(Beginning of Data under study)

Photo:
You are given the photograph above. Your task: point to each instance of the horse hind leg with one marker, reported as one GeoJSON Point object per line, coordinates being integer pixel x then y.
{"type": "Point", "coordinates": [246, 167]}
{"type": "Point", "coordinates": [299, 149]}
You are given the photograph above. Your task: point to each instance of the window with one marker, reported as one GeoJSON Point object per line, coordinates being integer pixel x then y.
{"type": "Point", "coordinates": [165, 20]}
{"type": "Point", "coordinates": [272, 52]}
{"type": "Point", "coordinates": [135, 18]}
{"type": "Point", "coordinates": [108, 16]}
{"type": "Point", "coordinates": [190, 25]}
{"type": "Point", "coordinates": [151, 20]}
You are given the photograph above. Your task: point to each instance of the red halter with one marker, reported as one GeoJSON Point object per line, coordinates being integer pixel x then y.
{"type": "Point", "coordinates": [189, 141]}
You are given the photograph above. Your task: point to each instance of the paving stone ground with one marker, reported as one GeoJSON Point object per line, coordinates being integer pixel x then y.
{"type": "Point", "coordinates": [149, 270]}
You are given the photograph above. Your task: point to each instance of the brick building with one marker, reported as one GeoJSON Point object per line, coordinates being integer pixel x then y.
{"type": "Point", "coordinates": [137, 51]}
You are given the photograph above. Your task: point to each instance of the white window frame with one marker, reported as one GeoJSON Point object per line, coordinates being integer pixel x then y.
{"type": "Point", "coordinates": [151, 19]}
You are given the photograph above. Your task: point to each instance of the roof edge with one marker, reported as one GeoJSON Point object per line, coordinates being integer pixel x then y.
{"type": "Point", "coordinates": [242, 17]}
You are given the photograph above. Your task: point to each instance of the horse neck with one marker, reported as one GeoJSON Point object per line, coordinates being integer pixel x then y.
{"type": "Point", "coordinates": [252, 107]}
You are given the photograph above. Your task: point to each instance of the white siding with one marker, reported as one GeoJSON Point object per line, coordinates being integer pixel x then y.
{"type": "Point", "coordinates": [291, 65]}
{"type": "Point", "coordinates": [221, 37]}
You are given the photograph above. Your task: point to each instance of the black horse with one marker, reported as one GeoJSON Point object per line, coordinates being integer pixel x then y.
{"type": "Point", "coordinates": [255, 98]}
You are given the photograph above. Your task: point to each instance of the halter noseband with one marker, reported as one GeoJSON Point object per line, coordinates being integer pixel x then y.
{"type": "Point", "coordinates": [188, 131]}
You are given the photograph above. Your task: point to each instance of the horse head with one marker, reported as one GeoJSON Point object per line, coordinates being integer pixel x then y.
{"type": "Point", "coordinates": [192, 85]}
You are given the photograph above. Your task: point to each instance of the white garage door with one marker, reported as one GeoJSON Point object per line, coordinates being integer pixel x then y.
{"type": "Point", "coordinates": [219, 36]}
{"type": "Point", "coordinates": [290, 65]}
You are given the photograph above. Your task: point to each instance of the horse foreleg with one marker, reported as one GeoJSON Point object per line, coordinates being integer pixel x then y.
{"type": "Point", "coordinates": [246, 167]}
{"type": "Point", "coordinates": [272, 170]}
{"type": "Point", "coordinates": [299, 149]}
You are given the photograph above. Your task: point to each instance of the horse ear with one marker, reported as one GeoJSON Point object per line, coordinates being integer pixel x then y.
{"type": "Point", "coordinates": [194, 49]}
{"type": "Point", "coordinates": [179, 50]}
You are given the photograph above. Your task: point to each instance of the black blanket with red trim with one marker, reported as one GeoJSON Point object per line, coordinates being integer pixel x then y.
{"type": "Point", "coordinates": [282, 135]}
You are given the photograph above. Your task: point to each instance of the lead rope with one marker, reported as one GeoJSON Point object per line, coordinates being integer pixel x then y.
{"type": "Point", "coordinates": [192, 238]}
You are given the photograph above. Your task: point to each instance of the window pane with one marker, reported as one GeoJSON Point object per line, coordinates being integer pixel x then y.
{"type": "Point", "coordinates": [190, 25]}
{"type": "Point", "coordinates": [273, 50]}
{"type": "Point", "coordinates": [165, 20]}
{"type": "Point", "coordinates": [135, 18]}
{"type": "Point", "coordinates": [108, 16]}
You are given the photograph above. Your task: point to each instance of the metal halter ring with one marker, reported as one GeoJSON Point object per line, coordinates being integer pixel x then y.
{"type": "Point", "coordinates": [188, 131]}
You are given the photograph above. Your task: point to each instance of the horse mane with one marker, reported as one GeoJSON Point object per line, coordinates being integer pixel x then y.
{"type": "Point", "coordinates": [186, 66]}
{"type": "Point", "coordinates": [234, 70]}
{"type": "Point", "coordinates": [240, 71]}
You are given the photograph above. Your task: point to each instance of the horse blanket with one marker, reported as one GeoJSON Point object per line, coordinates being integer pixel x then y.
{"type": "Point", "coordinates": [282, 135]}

(End of Data under study)
(Beginning of Data under study)

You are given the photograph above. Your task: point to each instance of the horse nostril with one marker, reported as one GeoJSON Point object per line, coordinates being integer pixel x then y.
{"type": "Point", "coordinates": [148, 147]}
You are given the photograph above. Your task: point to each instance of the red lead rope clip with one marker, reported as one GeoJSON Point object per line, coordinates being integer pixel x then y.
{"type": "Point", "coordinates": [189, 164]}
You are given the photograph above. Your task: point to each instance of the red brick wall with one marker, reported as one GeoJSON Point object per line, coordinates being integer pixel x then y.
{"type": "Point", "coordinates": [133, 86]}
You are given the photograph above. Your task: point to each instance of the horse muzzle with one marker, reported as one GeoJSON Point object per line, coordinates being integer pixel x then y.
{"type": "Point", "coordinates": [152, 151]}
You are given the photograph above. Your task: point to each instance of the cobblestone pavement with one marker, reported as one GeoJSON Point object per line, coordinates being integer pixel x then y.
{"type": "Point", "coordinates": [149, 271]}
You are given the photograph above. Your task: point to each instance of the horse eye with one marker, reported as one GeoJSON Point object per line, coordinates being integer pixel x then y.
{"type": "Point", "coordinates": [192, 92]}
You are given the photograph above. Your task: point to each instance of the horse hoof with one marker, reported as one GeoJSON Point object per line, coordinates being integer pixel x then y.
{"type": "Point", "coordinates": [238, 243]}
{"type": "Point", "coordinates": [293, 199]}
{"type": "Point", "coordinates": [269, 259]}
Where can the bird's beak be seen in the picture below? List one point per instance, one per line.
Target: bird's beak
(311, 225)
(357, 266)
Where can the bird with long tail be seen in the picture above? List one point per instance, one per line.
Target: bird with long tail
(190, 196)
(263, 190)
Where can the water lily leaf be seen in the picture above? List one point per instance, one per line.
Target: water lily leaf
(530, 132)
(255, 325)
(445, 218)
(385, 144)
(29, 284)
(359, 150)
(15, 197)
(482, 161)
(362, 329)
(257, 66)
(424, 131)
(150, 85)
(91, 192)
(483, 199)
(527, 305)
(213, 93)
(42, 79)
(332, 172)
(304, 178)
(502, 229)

(End of Data under study)

Task to complete:
For every line above that includes the string "Where", copy the line.

Result of this task:
Where can the bird's beak be seen in the picture below? List one point per instance, one per line.
Where can the bird with long tail be seen in the picture above? List one point per instance, one per line.
Where can the water lily leaf be seen in the picture above? List one point per instance, one per line.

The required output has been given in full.